● **ACTIONS TO TAKE**:
1. Extract the part of the McLaren 650S text from "Outwardly it doesn't" to "12C from behind.".
2. In the McLaren 650S text, what does McLaren say the new nose treatment will form?
3. List the drive modes named in the McLaren 650S text.

● **EXCERPT PROVIDED**:
----------------------------------------

The gearbox has also been tweaked to produce even snappier shifts than before, and the car's responses have been altered subtly within the three different drive modes - Normal, Sport and Track - to further increase the driver appeal.
More modifications have been applied to both the soft and hardware of the suspension to sharpen the handling, but at the same time that spookily smooth ride quality that so distinguishes the hydraulically controlled 12C hasn't been compromised in any way.
Instead the car simply feels crisper in its most aggressive setting and even more soothing in its most relaxed modes, says McLaren, providing it with a far broader dynamic repertoire than a 12C.
Outwardly it doesn't take long to pick the 650S out beside a 12C. The new nose treatment has more than a whiff of P1 about it and will, says McLaren, form a key part of the company's design ethos from now on.
You'd have a harder job to spot the differences from the rear mind; apart from a mildly redesigned diffuser and a couple of small new fillets of carbonfibre around the taillights, the 650S looks all but identical to a 12C from behind.

----------------------------------------

● **SUPPLIED RECORDS**:
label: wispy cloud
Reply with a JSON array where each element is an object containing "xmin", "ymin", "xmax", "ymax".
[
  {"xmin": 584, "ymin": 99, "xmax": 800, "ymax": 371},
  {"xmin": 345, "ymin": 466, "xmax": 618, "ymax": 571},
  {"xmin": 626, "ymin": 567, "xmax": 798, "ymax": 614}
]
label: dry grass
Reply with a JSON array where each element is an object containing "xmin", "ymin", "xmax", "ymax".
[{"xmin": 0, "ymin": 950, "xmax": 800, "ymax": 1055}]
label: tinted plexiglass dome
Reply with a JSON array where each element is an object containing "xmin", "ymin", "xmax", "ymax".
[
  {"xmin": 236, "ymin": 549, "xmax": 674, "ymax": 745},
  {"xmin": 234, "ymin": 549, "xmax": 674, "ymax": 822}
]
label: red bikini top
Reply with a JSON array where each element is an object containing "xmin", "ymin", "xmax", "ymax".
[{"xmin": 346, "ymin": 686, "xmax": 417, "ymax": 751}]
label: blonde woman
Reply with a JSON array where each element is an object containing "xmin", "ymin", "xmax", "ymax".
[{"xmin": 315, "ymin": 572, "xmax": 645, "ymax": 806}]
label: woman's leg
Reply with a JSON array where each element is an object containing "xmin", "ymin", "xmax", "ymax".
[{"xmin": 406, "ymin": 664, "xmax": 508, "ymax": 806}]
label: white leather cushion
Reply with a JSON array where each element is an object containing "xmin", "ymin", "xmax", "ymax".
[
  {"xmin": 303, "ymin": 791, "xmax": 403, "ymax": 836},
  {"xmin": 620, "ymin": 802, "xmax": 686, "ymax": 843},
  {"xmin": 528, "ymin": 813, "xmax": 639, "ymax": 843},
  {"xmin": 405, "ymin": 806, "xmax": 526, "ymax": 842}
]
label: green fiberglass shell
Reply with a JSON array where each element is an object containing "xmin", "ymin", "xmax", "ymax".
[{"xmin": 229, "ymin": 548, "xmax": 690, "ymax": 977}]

----------------------------------------

● **SOLUTIONS**:
1.
Outwardly it doesn't take long to pick the 650S out beside a 12C. The new nose treatment has more than a whiff of P1 about it and will, says McLaren, form a key part of the company's design ethos from now on.
You'd have a harder job to spot the differences from the rear mind; apart from a mildly redesigned diffuser and a couple of small new fillets of carbonfibre around the taillights, the 650S looks all but identical to a 12C from behind.

2. A key part of the company's design ethos from now on.

3.
Normal
Sport
Track